- **Text**
____________________
Instrument Profiles: Credit Derivatives
Source: Federal Reserve System 
(The complete Activities Manual (pdf format) can be downloaded from the Federal Reserve's web site)


Credit derivatives are off-balance-sheet financial instruments that permit one party (the beneficiary) to transfer the credit risk of a reference asset, which it typically owns, to another party (the guarantor) without actually selling the asset. In other words, credit derivatives allow users to ''unbundle'' credit risk from financial instruments and trade it separately. 

Based on dealer estimates, the market for credit derivatives approached $40 billion in 1996, with total-return swaps and default puts (including default swaps and outright put options) accounting for more than half of the market. The average transaction size is rather small at $10 million to $25 million, while the average tenor of transactions is less than two years. The tenor of new transactions is lengthening, however, and swaps up to five years are not uncommon. While the slowly expanding market for credit derivatives has encouraged dealers and end-users to enter the market, secondary-market activity is very limited. 


In general, credit derivatives have three distinguishing features: 

1. the transfer of the credit risk associated with a reference asset through contingent payments based on events of default and, usually, the prices of instruments before, at, and shortly after default (reference assets are most often traded sovereign and corporate debt instruments or syndicated bank loans) 
2. the periodic exchange of payments or the payment of a premium rather than the payment of fees customary with other off-balance-sheet credit products, such as letters of credit 
3. the use of an International Swap Derivatives Association (ISDA) master agreement and the legal format of a derivatives contract 

Credit derivatives fall into three basic transaction types: total-rate-of-return swaps, credit default swaps, and credit-default notes. Presently, total-rate-of-return swaps are the most commonly used credit derivatives.

Total-Rate-of-Return Swaps 

In a total-rate-of-return (TROR) swap, one counterparty (Bank A) agrees to pay the total return on an underlying reference asset to its counterparty (Bank B) in exchange for LIBOR plus a spread. Most often, the reference asset is a corporate or sovereign bond or a traded commercial loan. Since many commercial loans are based on the prime rate, both ''legs'' of the swap float with market rates. In this manner, credit risk is essentially isolated and potential interest-rate risk is generally limited to some form of basis risk (for example, prime vs. LIBOR). 

TROR swaps are intended to be an efficient means of transferring or acquiring credit exposure without actually consummating a cash transaction. This feature may be desirable if a bank (Bank A) has credit exposure to a borrower which it would like to reduce while retaining the borrower as a customer, preserving the banking relationship. Also, entities which are not able to bear the administrative costs of purchasing or administering loans, or loan participations, may still acquire exposure to these loans through TROR swaps (Bank B). 

In the example in figure 1, Bank A receives a LIBOR-based payment in exchange for paying out the return on an underlying asset. The total return payments due to Bank B include not only the contractual cash flows on the underlying assets, but also any appreciation or depreciation of that underlying asset that occurs over the life of the swap. Periodically (usually quarterly), the asset's market price is determined by an agreed upon mechanism. Bank B would pay Bank A for any depreciation in the value of the 

Figure 1-Total-Rate-of-Return Swap

underlying asset while receiving any appreciation. Consequently, for the term of the swap, it is as if Bank B actually owns the reference asset that resides on Bank A's balance sheet.
____________________
- **Record extracts**

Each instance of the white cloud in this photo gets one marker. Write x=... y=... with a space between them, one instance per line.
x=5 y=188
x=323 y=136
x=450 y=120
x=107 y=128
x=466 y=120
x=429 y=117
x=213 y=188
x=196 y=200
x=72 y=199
____________________
- **Stated task 1**
Duplicate the part of the credit derivatives profile starting with "In a total-rate-of-return" and going on through "prime vs. LIBOR).".
- **Stated task 2**
What average transaction size does the credit derivatives profile give?
The entries have nothing to do with the credit derivatives profile.

- **Final answer 1**
In a total-rate-of-return (TROR) swap, one counterparty (Bank A) agrees to pay the total return on an underlying reference asset to its counterparty (Bank B) in exchange for LIBOR plus a spread. Most often, the reference asset is a corporate or sovereign bond or a traded commercial loan. Since many commercial loans are based on the prime rate, both ''legs'' of the swap float with market rates. In this manner, credit risk is essentially isolated and potential interest-rate risk is generally limited to some form of basis risk (for example, prime vs. LIBOR).

- **Final answer 2**
$10 million to $25 million